For each participant, agency was manipulated by randomly assigning half of the trials (N = 42) to the agency condition and the other half of the trials (N = 42) to the nonagency condition (see Fig. 1b).

RPE magnitudes were parametrically modulated by a priori determining the number of options (one, two, or four options) as well as the reward (reward/no reward) on each trial. By doing so, an RPE for each cell of the design could be computed (see Fig. 1b). Note that by predetermining reward feedback at each trial, participants did not necessarily learn the real Swahili translations of the Dutch words. For example, if a trial was rewarded, participants received positive feedback irrespective of their choice (but this choice then became their to-be-learned translation of the Dutch word). Participants were debriefed about this manipulation afterward. For rewarded trials, reward outcome was equal to one, whereas reward outcome was equal to zero for unrewarded trials. Reward probability was determined by the number of eligible options (one, two, or four options). RPEs were obtained by subtracting reward probability (which in this case equals reward prediction) from reward outcome.

## SOURCE RECORDS
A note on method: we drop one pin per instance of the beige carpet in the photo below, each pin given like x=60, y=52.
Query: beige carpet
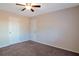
x=31, y=48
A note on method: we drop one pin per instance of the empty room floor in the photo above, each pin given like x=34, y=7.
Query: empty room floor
x=31, y=48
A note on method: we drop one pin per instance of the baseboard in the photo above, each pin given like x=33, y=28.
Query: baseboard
x=55, y=46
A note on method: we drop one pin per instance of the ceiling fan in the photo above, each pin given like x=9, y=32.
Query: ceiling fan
x=28, y=6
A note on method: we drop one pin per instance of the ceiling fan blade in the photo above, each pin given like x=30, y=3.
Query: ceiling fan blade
x=20, y=4
x=36, y=6
x=32, y=10
x=23, y=9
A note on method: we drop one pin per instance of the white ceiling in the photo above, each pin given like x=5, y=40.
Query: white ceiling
x=45, y=8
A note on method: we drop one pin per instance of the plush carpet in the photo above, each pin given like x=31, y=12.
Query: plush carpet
x=31, y=48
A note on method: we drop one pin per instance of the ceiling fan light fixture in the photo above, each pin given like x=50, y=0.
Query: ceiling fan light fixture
x=28, y=7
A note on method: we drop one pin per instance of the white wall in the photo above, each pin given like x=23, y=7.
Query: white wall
x=13, y=23
x=59, y=29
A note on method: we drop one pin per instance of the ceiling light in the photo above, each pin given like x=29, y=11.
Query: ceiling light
x=28, y=7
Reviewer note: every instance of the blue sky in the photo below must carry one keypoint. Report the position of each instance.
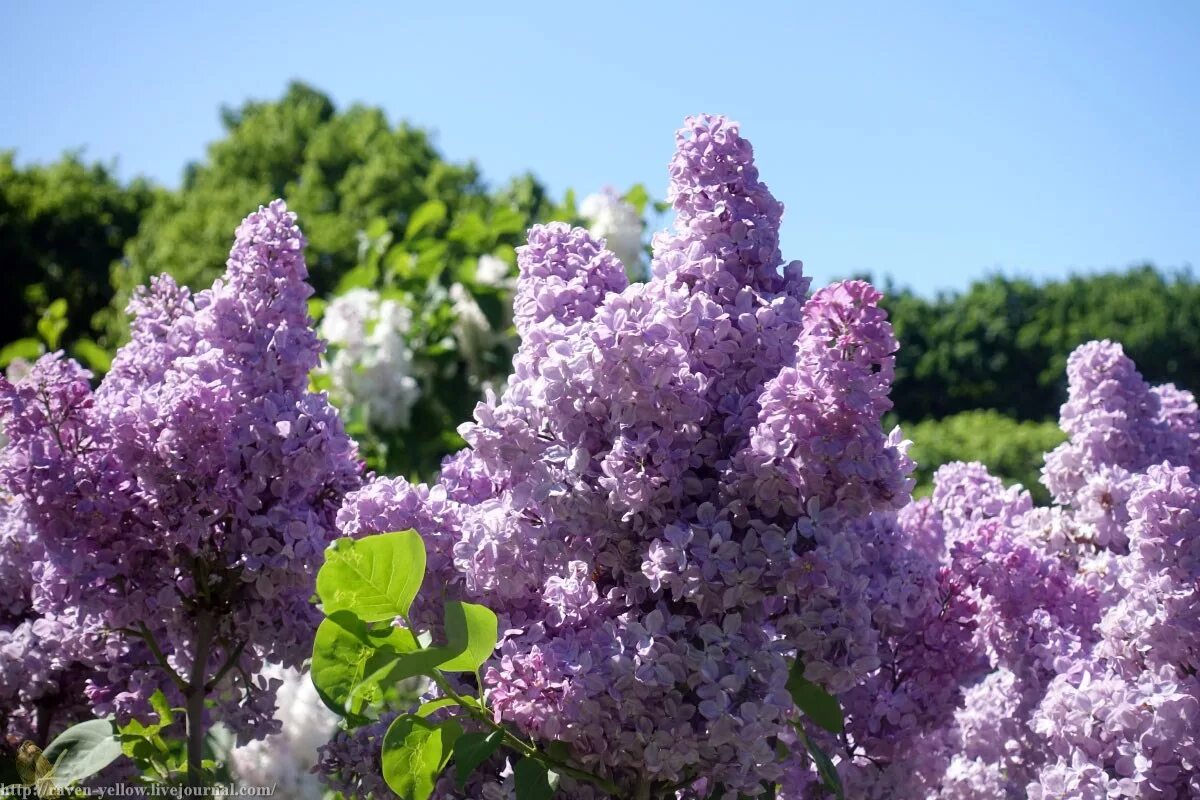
(931, 142)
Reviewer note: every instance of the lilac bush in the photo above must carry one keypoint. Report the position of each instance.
(661, 504)
(183, 507)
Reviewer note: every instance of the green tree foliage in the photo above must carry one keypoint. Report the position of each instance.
(61, 227)
(1011, 449)
(339, 170)
(1003, 343)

## DIRECTION 1
In the excerpt on reward prediction errors, how were the RPEs obtained?
## DIRECTION 2
Express the entries as a Markdown table with the columns Row and Entry line, starting at the line containing "like x=33, y=28." and ending at the last line of the entries. Omit blank lines and the pictures.
The excerpt and the entries have no connection to each other.

## CORRECT OUTPUT 1
They were obtained by subtracting reward probability from reward outcome.

## CORRECT OUTPUT 2
| Row | Entry line |
|---|---|
| 1 | A note on method: we drop one pin per instance of the baseboard in the photo above, each pin given like x=33, y=28. |
| 2 | Query: baseboard |
| 3 | x=55, y=46 |
| 4 | A note on method: we drop one pin per instance of the ceiling fan in the photo above, each pin given like x=9, y=32. |
| 5 | Query: ceiling fan |
| 6 | x=28, y=6 |
| 7 | A note on method: we drop one pin per instance of the ceiling fan blade in the photo above, each pin given like x=30, y=3. |
| 8 | Query: ceiling fan blade |
| 9 | x=20, y=4 |
| 10 | x=36, y=6 |
| 11 | x=32, y=10 |
| 12 | x=23, y=9 |
| 13 | A note on method: we drop one pin per instance of the white ceiling in the photo above, each pin given like x=5, y=40. |
| 14 | Query: white ceiling |
| 15 | x=45, y=8 |
| 16 | A note on method: we drop one pin per instance of the plush carpet in the photo above, each pin given like x=31, y=12. |
| 17 | Query: plush carpet |
| 18 | x=31, y=48 |
| 19 | A note on method: we drop one pin per instance of the ceiling fan light fixture in the photo above, each pin given like x=50, y=0. |
| 20 | Query: ceiling fan light fixture |
| 21 | x=28, y=7 |
| 22 | A note on method: we drop one pin per instance of the white wall in the photo above, each pin given like x=23, y=7. |
| 23 | Query: white wall |
| 24 | x=13, y=23 |
| 25 | x=59, y=29 |
| 26 | A note on method: we drop one pin per instance of the ceiling light in the photo above, each pin given like x=29, y=11. |
| 27 | Query: ceiling light |
| 28 | x=28, y=7 |
| 29 | Reviewer note: every instance of the blue sky in the photo below must carry one keypoint. Report the position of each instance. |
| 30 | (931, 142) |
| 31 | Reviewer note: every instance of the lilac bush in the photo above must carry one keypoint. Report the position of each instance. |
| 32 | (661, 504) |
| 33 | (183, 507) |
| 34 | Reviewer note: every instance of the green tree foliage in the photo above must carry one keypoint. Report the position of each instance. |
| 35 | (61, 227) |
| 36 | (1011, 449) |
| 37 | (339, 170) |
| 38 | (1003, 343) |